EXCERPTED PASSAGE:

.....

Police have arrested close to 200 people in Pakistan in recent weeks after more than 10 group attacks on outlets of the United States-based fast-food chain KFC, sparked by anti-US sentiment, unconditional US backing for Washington’s close ally Israel and opposition to Israel’s war in Gaza, officials say.

The fast-food chain has become a target of protest and boycott calls by Islamist parties since the start of the war in Gaza as they link the brand to US support for Israel.

At least 178 people have been arrested, the officials said this week.

Police in major cities in Pakistan – including the southern port city of Karachi, the eastern city of Lahore and the capital, Islamabad – confirmed at least 11 incidents in which KFC chicken restaurants were attacked by protesters armed with sticks and vandalised.

A police official, who spoke on condition of anonymity, said one KFC employee was shot and killed this week in a store on the outskirts of Lahore by unknown gunmen. The official added there was no protest at the time and police were investigating whether the killing was politically motivated or for some other reason.

In Lahore, police said they were ramping up security at 27 KFC outlets after two attacks took place and five were prevented.

“We are investigating the role of different individuals and groups in these attacks,” Faisal Kamran, a senior Lahore police officer told the Reuters news agency, adding that 11 people, including a member of the Islamist party Tehreek-e-Labbaik Pakistan (TLP), have been arrested in the city. He added the protests were not officially organised by the TLP.

.....

GIVEN ENTRIES:
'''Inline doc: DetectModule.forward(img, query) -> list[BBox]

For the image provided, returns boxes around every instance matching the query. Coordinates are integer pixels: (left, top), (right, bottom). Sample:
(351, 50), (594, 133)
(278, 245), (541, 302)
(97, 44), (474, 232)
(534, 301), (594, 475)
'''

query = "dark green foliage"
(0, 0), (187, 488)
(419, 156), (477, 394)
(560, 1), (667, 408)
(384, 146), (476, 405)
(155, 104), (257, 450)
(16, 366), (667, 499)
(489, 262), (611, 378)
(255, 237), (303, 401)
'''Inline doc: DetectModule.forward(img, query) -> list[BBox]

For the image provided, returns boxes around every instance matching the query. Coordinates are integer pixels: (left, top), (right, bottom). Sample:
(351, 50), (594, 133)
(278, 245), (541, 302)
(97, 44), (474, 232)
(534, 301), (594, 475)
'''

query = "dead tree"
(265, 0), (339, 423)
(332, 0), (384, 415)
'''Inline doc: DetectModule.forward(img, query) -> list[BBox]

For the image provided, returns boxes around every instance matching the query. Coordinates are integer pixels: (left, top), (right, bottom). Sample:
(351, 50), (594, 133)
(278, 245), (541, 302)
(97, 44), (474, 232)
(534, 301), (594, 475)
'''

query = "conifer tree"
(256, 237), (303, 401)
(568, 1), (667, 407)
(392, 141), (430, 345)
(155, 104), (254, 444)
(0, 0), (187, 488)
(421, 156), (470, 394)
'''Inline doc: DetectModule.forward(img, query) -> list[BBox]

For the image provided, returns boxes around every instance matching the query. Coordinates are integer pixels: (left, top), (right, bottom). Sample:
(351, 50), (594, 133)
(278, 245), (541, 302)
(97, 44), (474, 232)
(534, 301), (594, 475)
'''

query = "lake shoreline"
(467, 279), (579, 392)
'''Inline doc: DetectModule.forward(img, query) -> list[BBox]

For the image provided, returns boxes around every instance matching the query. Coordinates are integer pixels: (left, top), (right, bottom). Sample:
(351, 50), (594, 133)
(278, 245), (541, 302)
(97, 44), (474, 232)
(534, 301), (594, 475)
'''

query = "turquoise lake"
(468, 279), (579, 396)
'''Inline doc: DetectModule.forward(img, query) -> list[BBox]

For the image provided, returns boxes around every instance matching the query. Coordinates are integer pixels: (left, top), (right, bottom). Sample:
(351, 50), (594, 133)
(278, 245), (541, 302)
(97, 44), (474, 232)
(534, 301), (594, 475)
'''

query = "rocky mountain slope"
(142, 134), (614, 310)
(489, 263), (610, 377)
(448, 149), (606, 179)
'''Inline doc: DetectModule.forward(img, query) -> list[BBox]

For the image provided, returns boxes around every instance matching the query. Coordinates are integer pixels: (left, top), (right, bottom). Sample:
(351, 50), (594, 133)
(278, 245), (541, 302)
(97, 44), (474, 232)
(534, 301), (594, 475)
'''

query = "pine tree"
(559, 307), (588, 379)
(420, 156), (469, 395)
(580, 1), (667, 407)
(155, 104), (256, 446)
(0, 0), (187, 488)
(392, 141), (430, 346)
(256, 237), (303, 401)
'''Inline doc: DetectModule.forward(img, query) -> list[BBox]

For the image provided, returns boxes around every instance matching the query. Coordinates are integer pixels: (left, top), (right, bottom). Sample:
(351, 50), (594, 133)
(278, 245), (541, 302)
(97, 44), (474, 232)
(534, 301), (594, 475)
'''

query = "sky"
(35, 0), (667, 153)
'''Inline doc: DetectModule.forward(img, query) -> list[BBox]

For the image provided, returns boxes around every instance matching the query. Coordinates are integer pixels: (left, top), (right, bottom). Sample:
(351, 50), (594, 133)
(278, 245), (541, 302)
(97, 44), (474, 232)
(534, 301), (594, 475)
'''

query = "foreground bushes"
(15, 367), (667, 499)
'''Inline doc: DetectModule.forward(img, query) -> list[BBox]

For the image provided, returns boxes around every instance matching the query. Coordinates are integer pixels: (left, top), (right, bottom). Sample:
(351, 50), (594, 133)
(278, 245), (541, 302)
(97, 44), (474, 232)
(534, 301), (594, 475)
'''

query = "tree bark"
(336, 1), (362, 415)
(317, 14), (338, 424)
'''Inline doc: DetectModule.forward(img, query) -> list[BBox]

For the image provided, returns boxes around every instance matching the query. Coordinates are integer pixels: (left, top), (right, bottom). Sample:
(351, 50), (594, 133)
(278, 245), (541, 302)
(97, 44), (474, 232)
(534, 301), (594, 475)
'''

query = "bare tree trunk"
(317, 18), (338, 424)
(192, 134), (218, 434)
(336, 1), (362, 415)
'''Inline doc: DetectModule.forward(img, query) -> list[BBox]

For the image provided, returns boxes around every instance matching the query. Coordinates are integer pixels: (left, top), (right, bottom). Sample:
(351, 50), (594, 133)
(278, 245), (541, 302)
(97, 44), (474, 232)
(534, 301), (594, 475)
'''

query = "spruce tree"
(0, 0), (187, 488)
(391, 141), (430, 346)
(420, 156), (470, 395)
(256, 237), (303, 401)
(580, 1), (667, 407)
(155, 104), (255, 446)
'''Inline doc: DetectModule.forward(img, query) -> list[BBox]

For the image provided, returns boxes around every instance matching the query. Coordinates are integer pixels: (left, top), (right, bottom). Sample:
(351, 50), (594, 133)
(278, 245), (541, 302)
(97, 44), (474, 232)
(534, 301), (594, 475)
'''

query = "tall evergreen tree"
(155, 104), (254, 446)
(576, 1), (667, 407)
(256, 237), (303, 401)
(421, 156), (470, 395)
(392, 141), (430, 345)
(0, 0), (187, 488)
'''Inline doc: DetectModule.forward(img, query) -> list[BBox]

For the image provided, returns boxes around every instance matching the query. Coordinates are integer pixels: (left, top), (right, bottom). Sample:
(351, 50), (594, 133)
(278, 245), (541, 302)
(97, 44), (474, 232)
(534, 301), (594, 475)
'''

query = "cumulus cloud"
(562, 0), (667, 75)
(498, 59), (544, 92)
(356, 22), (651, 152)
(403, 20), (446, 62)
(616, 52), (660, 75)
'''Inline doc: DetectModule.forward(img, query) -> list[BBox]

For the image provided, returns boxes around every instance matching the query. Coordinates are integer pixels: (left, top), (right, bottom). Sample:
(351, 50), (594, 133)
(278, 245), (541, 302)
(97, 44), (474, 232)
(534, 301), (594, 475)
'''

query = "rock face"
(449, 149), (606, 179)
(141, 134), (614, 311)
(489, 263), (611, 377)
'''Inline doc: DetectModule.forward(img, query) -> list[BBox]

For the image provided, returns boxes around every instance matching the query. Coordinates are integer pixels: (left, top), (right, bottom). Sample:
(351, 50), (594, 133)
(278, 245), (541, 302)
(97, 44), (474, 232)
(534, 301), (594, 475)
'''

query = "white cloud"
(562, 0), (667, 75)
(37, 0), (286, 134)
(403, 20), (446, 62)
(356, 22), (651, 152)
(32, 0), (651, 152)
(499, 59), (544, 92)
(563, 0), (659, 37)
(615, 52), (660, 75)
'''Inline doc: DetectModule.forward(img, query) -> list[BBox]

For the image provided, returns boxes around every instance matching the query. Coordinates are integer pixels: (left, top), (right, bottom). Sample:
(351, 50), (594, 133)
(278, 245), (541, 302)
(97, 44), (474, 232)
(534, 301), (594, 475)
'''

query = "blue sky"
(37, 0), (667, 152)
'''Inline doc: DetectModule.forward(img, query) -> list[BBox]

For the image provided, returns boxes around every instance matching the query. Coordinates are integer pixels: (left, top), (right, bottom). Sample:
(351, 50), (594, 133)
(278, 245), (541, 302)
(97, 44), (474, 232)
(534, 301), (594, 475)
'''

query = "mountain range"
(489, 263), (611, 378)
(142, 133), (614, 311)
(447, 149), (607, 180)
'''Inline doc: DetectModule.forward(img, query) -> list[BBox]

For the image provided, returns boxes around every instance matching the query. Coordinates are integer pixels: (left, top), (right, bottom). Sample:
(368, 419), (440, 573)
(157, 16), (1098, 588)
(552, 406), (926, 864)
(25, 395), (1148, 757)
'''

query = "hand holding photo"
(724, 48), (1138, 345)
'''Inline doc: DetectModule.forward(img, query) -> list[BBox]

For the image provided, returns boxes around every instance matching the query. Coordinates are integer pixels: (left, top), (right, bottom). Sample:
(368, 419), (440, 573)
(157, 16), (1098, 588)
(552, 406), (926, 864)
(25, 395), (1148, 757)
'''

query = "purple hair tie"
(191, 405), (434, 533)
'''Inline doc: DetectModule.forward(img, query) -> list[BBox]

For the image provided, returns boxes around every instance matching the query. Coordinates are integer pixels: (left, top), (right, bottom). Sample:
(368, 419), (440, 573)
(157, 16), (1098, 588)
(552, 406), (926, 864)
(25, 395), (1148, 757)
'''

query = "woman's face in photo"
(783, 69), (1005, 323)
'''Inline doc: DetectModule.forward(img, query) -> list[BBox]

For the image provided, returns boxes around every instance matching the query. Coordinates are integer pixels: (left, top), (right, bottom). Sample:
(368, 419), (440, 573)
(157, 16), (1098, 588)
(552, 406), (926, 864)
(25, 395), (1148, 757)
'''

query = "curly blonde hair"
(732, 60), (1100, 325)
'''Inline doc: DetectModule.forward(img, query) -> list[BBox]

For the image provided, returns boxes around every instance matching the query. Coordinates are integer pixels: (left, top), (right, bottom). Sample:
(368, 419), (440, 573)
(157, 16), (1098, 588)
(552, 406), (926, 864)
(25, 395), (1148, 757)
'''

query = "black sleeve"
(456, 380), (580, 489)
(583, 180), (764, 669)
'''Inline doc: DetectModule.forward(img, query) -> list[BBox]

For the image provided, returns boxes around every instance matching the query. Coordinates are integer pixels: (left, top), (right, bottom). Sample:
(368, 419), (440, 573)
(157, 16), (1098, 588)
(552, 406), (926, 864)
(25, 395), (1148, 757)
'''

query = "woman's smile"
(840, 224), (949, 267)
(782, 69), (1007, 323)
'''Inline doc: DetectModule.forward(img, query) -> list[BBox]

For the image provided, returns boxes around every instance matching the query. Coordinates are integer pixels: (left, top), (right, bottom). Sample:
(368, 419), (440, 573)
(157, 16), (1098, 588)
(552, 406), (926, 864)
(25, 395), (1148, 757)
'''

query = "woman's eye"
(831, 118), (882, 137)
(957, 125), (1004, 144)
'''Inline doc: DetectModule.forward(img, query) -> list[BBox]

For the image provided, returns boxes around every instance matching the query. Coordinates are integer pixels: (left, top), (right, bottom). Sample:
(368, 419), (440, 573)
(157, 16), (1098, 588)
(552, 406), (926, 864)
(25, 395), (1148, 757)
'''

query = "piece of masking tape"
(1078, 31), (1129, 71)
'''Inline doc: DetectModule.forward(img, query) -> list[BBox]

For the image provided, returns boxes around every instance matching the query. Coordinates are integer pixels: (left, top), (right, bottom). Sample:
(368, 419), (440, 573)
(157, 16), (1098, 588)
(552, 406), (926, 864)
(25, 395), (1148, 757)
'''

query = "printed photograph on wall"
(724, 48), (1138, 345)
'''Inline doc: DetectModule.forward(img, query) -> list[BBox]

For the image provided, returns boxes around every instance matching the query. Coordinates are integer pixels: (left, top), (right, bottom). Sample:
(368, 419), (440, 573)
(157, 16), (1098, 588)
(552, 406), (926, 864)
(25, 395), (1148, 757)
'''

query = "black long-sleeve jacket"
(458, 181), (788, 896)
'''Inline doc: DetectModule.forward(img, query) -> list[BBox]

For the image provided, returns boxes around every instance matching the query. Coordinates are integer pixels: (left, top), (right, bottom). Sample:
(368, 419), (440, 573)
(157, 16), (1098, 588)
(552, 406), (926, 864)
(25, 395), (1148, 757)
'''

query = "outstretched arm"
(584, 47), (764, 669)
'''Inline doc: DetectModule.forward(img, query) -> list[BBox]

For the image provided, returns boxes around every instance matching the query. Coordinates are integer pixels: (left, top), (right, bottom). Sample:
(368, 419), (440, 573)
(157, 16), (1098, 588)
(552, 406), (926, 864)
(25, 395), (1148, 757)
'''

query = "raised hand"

.....

PROBLEM A:
Retype the part of the report on the KFC attacks in Pakistan from "At least 178" up to and including "sticks and vandalised.".
PROBLEM B:
Write what comes next in the report on the KFC attacks in Pakistan, picking up after its last sentence.

EXPECTED OUTPUT A:
At least 178 people have been arrested, the officials said this week.

Police in major cities in Pakistan – including the southern port city of Karachi, the eastern city of Lahore and the capital, Islamabad – confirmed at least 11 incidents in which KFC chicken restaurants were attacked by protesters armed with sticks and vandalised.

EXPECTED OUTPUT B:
TLP spokesman Rehan Mohsin Khan said the group “has urged Muslims to boycott Israeli products, but it has not given any call for protest outside KFC”.

“If any other person claiming to be a TLP leader or activist has indulged in such activity, it should be taken as his personal act which has nothing to do with the party’s policy,” Khan said.

Western brands have been hit by boycotts and other forms of protests in Pakistan, other Muslim-majority countries and several Western nations over Israel’s military offensive in the Gaza Strip.

In February last year, McDonald’s cited boycott campaigns in the Middle East, Indonesia and Malaysia for sales growing just 0.7 percent during the fourth quarter of 2023, compared with 16.5 percent growth in the same quarter the previous year.

Unilever – which produces Dove soap, Ben & Jerry’s ice cream and Knorr stock cubes – also said sales in Indonesia in the same quarter had experienced a double-digit decline as a result of “geopolitically focused, consumer-facing campaigns”.

A KFC restaurant in the Pakistan-administered region of Kashmir was also set on fire in March last year as protesters chanted “Free Palestine.”

More than 51,900 people have been killed in Gaza during Israel’s war, which began 18 months ago.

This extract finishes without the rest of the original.